=== Supplied data ===
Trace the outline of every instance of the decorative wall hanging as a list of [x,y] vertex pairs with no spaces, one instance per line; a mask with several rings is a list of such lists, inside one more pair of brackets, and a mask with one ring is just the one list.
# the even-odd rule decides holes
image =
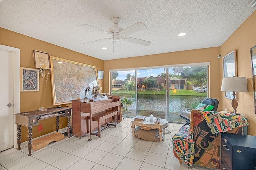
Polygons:
[[[236,50],[234,50],[224,57],[223,59],[224,77],[232,77],[237,76],[236,68]],[[233,92],[225,92],[225,97],[230,99],[233,99]],[[236,96],[238,100],[237,94]]]
[[[96,67],[70,60],[50,56],[53,105],[66,104],[85,97],[87,87],[98,86]],[[90,91],[87,97],[92,98]]]
[[104,76],[104,72],[103,71],[98,70],[98,78],[103,79]]
[[45,74],[47,74],[46,81],[47,81],[51,69],[49,54],[42,51],[33,50],[33,54],[35,61],[35,67],[39,69],[39,72],[42,79],[45,78]]
[[39,70],[34,68],[20,67],[21,92],[39,91]]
===
§ **Set task**: Recast all the lines above as a two-column CSV with the headers "input" and "output", one row per block. Put each block's text in input and its polygons in output, each in one quoted field with line breaks turned into spaces, and leave the pictures out.

§ **Answer below**:
input,output
"Trace the outline of every instance of the decorative wall hanging as a list of [x,y] vertex pairs with no spaces, one instance per line; a mask with several rings is a list of such lists, inside one more pair of brackets, and a mask with one ring is just the one list. # the even-odd rule decides holes image = Polygons:","[[[236,50],[234,50],[224,57],[223,59],[224,77],[232,77],[237,76],[236,68]],[[233,92],[225,92],[225,97],[230,99],[233,99]],[[236,96],[238,100],[237,94]]] [[[96,67],[70,60],[50,56],[53,105],[66,104],[85,97],[87,87],[98,86]],[[90,91],[87,97],[92,98]]] [[104,76],[104,72],[103,71],[98,70],[98,78],[103,79]] [[45,74],[47,74],[46,81],[47,81],[51,69],[49,54],[42,51],[33,50],[33,54],[35,61],[35,67],[39,69],[39,72],[42,79],[45,78]] [[39,70],[34,68],[20,67],[21,92],[39,91]]"